#### [DONNÉES DE L'EXERCICE]

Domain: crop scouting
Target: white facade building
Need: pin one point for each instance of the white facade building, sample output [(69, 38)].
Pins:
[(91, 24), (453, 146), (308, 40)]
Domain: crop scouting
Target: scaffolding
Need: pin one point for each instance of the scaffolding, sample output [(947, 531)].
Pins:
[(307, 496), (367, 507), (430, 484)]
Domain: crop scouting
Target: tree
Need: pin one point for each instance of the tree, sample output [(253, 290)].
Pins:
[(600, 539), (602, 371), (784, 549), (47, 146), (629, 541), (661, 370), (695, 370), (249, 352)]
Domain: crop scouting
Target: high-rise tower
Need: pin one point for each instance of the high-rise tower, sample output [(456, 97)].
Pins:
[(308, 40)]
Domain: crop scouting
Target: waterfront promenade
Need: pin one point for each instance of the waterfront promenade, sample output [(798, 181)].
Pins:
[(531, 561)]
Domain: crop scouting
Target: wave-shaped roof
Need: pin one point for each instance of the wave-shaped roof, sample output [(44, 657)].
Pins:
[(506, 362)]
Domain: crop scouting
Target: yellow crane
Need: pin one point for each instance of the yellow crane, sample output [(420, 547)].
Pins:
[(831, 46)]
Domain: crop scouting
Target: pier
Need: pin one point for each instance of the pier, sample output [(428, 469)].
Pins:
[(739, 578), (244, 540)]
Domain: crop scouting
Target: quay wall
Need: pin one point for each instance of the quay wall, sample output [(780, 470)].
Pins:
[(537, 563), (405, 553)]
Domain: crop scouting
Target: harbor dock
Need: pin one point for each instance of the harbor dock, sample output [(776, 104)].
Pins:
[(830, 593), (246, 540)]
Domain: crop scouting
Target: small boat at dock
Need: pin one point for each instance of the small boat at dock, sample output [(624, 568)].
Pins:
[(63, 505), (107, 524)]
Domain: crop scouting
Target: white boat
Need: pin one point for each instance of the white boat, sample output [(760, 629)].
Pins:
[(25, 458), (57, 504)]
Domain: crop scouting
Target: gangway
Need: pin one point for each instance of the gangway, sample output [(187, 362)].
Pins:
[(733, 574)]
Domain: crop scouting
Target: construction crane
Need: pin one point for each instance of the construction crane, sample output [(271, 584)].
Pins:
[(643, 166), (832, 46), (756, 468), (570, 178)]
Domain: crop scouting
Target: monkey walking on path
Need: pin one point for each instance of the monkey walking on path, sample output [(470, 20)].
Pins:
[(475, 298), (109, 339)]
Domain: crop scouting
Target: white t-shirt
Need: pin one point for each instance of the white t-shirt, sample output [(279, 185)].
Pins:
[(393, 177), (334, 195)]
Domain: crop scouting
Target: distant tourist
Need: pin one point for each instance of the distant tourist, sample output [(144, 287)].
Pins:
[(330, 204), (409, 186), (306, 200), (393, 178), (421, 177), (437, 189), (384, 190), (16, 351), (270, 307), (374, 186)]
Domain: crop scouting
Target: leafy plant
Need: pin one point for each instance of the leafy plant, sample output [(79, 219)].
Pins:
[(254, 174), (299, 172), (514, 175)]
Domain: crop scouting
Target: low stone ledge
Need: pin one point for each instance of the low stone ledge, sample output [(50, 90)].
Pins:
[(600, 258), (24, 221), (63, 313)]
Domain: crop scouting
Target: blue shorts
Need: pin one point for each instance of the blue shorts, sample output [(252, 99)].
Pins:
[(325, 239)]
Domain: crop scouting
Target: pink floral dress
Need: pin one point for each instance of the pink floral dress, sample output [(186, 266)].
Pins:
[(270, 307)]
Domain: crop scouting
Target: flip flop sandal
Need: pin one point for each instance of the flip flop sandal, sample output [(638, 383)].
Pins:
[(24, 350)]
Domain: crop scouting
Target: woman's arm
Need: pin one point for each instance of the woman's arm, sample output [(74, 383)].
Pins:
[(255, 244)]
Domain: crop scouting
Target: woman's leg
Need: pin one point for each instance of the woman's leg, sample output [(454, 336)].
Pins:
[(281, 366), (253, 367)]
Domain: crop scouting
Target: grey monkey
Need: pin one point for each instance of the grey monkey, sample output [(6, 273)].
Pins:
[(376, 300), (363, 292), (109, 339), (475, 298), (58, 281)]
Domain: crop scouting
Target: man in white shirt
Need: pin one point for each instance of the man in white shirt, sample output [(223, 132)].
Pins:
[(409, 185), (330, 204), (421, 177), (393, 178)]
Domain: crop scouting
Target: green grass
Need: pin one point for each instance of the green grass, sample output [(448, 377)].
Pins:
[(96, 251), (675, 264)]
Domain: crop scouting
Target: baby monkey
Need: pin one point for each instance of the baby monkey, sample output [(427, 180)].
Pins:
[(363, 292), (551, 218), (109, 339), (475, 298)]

#### [TRAVAIL À FAIRE]
Pouvez-vous recopier sans rien modifier les lignes des items, depuis le début jusqu'à la ligne contenant « [(537, 563), (405, 553)] » incluse ?

#### [RÉPONSE DE L'EXERCICE]
Domain: crop scouting
Target: white facade building
Need: pin one point for each instance of the white facade building, sample output [(69, 38)].
Pins:
[(91, 24), (453, 146), (308, 40)]
Domain: crop scouting
Target: scaffolding
Need: pin one point for each instance of the scaffolding, sample output [(947, 531)].
Pins:
[(307, 496), (367, 507), (430, 484)]
Domain: crop scouting
Target: tree
Need: pin one point for each instance of the tree, sample output [(253, 290)].
Pins:
[(600, 539), (602, 371), (784, 549), (47, 146), (629, 541), (661, 370), (695, 370), (249, 352)]
Domain: crop scouting
Target: high-rise tower
Need: pin one point for each instance of the high-rise tower, sample output [(456, 97)].
Pins:
[(308, 40)]
Domain: crop scouting
Target: waterfront promenade
Need: pin one point for each instance of the waterfront promenade, sample output [(798, 181)].
Pins:
[(531, 561)]
Domain: crop scouting
Target: wave-shaped roof
Need: pin one point for each instance of the wave-shaped roof, sample output [(44, 657)].
Pins:
[(506, 362)]
Domain: crop scouting
Target: yellow crane
Need: pin one point for each instance of the yellow crane, sample output [(420, 547)].
Pins:
[(831, 46)]
Domain: crop scouting
Target: pier
Need: pin one point for each instance of the pier, sample output [(428, 469)].
Pins:
[(739, 578), (244, 540)]
Domain: crop scouting
Target: quay wall
Need: pin one point for each instance of the quay wall, sample output [(780, 470)].
Pins:
[(537, 563), (405, 553)]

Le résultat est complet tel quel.